Written request A: Reproduce the forum thread on vsftpd and SSL word for word, in full.
--- Start of Selected extract ---
# vsftpd ssl

## d0minus

I have problem 

ssl_enable=YES

rsa_cert_file=$Openssl\cert\newreq.pem

force_local_logins_ssl=YES

login: tom

passwd: foo

530 Non-anonymous session must use encryption

but IE didn't want connect to ftp  :Crying or Very sad: 

What I must to do ?

----------

## UberLord

IE (Internet Explorer) does not support FTP over TLS/SSL

For a Win32 FTP client that supports it, FileZilla works well  :Smile: 

----------

## d0minus

2 UberLord thank

FileZilla work perfectly  :Laughing: 

Are you sure about IE ? In option I saw option/secyrity/SSL 2 and SSL 3 What is it ?

And what about Opera 7 ?

----------

## UberLord

 *d0minus wrote:*   

> Are you sure about IE ? In option I saw option/secyrity/SSL 2 and SSL 3 What is it ?

 

That's just for web pages - not for FTP.

 *Quote:*   

> And what about Opera 7 ?

 

No idea! I'll try it when I get to work later

EDIT: Opera fails to work either.

----------

## d0minus

Sorry for my question UberLord

But I want understend, why IE can login via ssl to http server and can't login to ftp server?

What is the main difference ?

----------

## UberLord

 *d0minus wrote:*   

> Sorry for my question UberLord
> 
> But I want understend, why IE can login via ssl to http server and can't login to ftp server?
> 
> What is the main difference ?

 

Because HTTP and FTP are two completely different beasts.

The main reason why browsers do FTP is because people put their files on FTP sites instead of web sites - or they used to days back.

FTP+TLS is relatively new - not all FTP servers/clients support it. vsftpd - for example - only supported TLS recently.

gFTP (GNOME FTP client) onlys supports partial FTP+TLS (if anyone knows of a good open source ftp+tls client with a GTK+ based GUI let me know)

FireFox doesn't support FTP+TLS either.

----------

## d0minus

thanks  :Laughing: 

----------

## d0minus

if somebody want to know Total Commander 6.2 works with SSL/TLS but it need plugin http://prdownloads.sourceforge.net/ftps4tc/wfx_ftps4tc_0_1_bin.zip?download

and some dll

http://prdownloads.sourceforge.net/ftps4tc/ftps4tc_supportfiles.zip?download

----------
--- End of Selected extract ---
--- Start of Task inputs ---
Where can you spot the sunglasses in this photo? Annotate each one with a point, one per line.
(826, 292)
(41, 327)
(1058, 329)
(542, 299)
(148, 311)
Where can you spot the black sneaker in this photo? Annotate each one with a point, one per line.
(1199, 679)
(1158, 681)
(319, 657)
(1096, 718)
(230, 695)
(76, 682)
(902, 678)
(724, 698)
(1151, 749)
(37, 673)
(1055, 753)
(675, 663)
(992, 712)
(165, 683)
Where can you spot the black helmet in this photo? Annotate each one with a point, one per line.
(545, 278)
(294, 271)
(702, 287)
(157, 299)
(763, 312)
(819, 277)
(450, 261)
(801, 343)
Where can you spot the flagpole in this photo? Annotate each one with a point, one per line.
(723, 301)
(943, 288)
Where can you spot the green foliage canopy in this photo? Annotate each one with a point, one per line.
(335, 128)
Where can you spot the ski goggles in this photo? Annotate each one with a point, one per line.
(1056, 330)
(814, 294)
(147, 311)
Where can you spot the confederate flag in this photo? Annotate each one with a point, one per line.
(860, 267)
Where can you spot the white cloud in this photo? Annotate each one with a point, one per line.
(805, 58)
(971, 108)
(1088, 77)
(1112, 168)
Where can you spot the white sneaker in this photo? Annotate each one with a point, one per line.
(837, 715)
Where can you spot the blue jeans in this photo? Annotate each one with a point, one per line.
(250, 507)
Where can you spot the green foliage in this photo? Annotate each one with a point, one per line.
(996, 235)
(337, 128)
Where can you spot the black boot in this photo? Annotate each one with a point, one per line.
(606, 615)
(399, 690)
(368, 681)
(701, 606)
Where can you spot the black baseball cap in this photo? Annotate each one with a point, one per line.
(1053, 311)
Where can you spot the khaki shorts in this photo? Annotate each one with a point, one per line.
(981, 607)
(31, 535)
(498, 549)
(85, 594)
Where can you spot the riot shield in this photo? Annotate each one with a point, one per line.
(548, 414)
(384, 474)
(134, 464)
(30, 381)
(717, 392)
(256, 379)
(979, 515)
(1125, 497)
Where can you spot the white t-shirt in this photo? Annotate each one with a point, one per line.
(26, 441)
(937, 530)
--- End of Task inputs ---
Written request B: From the records above, duplicate the lines running from the line with "Where can you spot the white cloud" up to and including the line with "(1053, 311)", and only those lines.

Written answer A:
# vsftpd ssl

## d0minus

I have problem 

ssl_enable=YES

rsa_cert_file=$Openssl\cert\newreq.pem

force_local_logins_ssl=YES

login: tom

passwd: foo

530 Non-anonymous session must use encryption

but IE didn't want connect to ftp  :Crying or Very sad: 

What I must to do ?

----------

## UberLord

IE (Internet Explorer) does not support FTP over TLS/SSL

For a Win32 FTP client that supports it, FileZilla works well  :Smile: 

----------

## d0minus

2 UberLord thank

FileZilla work perfectly  :Laughing: 

Are you sure about IE ? In option I saw option/secyrity/SSL 2 and SSL 3 What is it ?

And what about Opera 7 ?

----------

## UberLord

 *d0minus wrote:*   

> Are you sure about IE ? In option I saw option/secyrity/SSL 2 and SSL 3 What is it ?

 

That's just for web pages - not for FTP.

 *Quote:*   

> And what about Opera 7 ?

 

No idea! I'll try it when I get to work later

EDIT: Opera fails to work either.

----------

## d0minus

Sorry for my question UberLord

But I want understend, why IE can login via ssl to http server and can't login to ftp server?

What is the main difference ?

----------

## UberLord

 *d0minus wrote:*   

> Sorry for my question UberLord
> 
> But I want understend, why IE can login via ssl to http server and can't login to ftp server?
> 
> What is the main difference ?

 

Because HTTP and FTP are two completely different beasts.

The main reason why browsers do FTP is because people put their files on FTP sites instead of web sites - or they used to days back.

FTP+TLS is relatively new - not all FTP servers/clients support it. vsftpd - for example - only supported TLS recently.

gFTP (GNOME FTP client) onlys supports partial FTP+TLS (if anyone knows of a good open source ftp+tls client with a GTK+ based GUI let me know)

FireFox doesn't support FTP+TLS either.

----------

## d0minus

thanks  :Laughing: 

----------

## d0minus

if somebody want to know Total Commander 6.2 works with SSL/TLS but it need plugin http://prdownloads.sourceforge.net/ftps4tc/wfx_ftps4tc_0_1_bin.zip?download

and some dll

http://prdownloads.sourceforge.net/ftps4tc/ftps4tc_supportfiles.zip?download

----------

Written answer B:
Where can you spot the white cloud in this photo? Annotate each one with a point, one per line.
(805, 58)
(971, 108)
(1088, 77)
(1112, 168)
Where can you spot the white sneaker in this photo? Annotate each one with a point, one per line.
(837, 715)
Where can you spot the blue jeans in this photo? Annotate each one with a point, one per line.
(250, 507)
Where can you spot the green foliage in this photo? Annotate each one with a point, one per line.
(996, 235)
(337, 128)
Where can you spot the black boot in this photo? Annotate each one with a point, one per line.
(606, 615)
(399, 690)
(368, 681)
(701, 606)
Where can you spot the black baseball cap in this photo? Annotate each one with a point, one per line.
(1053, 311)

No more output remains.